Your supervisor can help you negotiate a raise by providing you with new insights that allow you to improve your performance, or discussing how previous employees who successfully received raises did so.
You can start building a healthy rapport with your supervisor by:
- Asking for feedback on your performance outside of mandatory reviews.
- Providing critical feedback whenever it’s asked of you.
- Volunteering for enrichment opportunities.
- Lending a hand when you can.
It can’t be stated enough — creating a rapport with your manager isn’t about sucking up or being best friends. It’s about showing that you’re an engaged and interested employee.
There is always a possibility of denial when asking for a raise. This may be because your company doesn’t agree with your proposal, or because there’s no extra money in the budget, as well as a plethora of other bureaucratic reasons.
You can safeguard yourself against total denial by having a backup plan. For example, asking for other forms of compensation, like stock options, or more flexible hours can be just as intrinsically valuable as asking for more money.
If you’re completely denied, be sure to ask for critical feedback — was there a way that you could have increased your chances for success?
Quitting as a response to a raise denial can be a powerful leverage tool when used correctly. Before you consider quitting or raising the ultimatum with management, be sure that your job’s intrinsic value — the culture, your co-workers, your commute — matters less to you than the figure you’re requesting.
Sometimes, being paid less than what you want can be worth it if you’re still financially stable, and you’re working for a company you love. However, if you’re working with unreasonable management or unfair working conditions, it’s more than fair to move on to a new company.

[Work instruction 1] List the ways the passage on asking for a raise gives for building a healthy rapport with your supervisor.
[Work instruction 2] Summarize the passage on asking for a raise in two sentences.
The entries that follow come from a different source than the passage on asking for a raise.

[Dataset extract]
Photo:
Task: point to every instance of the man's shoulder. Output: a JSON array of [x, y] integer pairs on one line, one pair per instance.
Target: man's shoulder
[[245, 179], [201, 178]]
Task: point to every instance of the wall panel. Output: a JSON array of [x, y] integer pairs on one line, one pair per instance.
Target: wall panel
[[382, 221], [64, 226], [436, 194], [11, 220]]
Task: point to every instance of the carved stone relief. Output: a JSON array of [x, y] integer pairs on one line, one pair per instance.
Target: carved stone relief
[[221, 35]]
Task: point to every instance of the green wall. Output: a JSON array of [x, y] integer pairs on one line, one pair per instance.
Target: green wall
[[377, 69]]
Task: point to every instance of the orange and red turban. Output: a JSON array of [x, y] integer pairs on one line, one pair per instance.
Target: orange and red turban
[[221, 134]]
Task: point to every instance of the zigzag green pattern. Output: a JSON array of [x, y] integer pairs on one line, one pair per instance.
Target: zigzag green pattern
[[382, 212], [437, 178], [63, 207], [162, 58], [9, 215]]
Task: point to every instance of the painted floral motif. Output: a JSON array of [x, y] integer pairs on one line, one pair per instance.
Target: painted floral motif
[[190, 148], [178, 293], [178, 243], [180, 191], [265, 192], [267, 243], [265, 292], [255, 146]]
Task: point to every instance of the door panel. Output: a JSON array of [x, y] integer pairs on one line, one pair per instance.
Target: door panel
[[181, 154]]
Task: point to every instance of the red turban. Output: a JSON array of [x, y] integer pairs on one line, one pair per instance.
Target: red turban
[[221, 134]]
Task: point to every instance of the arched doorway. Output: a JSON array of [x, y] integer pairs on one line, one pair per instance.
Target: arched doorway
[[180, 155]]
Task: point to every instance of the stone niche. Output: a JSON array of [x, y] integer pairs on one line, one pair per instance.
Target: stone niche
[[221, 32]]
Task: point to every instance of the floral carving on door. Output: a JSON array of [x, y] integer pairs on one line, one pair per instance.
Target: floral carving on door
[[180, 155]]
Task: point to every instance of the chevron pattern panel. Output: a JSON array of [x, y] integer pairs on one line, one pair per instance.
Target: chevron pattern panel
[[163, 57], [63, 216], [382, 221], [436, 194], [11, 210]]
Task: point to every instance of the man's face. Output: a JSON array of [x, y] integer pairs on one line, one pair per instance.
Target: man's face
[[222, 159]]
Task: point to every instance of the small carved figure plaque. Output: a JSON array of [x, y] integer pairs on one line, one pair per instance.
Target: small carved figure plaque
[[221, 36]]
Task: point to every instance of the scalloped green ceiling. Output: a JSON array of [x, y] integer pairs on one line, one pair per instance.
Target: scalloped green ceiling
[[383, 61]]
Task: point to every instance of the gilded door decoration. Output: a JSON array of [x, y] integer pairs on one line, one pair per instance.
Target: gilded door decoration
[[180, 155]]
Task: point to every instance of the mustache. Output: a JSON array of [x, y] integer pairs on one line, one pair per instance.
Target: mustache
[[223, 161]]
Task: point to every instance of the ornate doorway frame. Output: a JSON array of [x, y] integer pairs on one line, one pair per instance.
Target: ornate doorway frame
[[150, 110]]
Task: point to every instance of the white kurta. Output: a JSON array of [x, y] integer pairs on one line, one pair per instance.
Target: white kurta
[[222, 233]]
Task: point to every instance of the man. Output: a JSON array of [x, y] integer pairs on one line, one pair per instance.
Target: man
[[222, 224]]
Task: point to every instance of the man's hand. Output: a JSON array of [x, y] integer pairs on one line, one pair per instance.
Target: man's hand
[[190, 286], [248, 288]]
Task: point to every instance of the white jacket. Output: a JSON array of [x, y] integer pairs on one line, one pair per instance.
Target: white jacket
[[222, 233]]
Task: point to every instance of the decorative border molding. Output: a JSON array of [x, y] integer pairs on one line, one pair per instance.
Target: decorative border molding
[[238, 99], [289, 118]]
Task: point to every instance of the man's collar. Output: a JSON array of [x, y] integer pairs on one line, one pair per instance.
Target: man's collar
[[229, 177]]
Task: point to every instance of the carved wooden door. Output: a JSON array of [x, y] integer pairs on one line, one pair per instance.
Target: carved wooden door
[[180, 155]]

[Answer section 1]
- Asking for feedback on your performance outside of mandatory reviews
- Providing critical feedback whenever it's asked of you
- Volunteering for enrichment opportunities
- Lending a hand when you can

[Answer section 2] Building a rapport with your supervisor by being an engaged and interested employee can help you negotiate a raise, since your supervisor can offer insights and explain how others succeeded. Because a raise request can always be denied, it's wise to have a backup plan such as asking for stock options or flexible hours, to ask for feedback if you're turned down, and to quit only if your job's intrinsic value matters less to you than the figure you're requesting.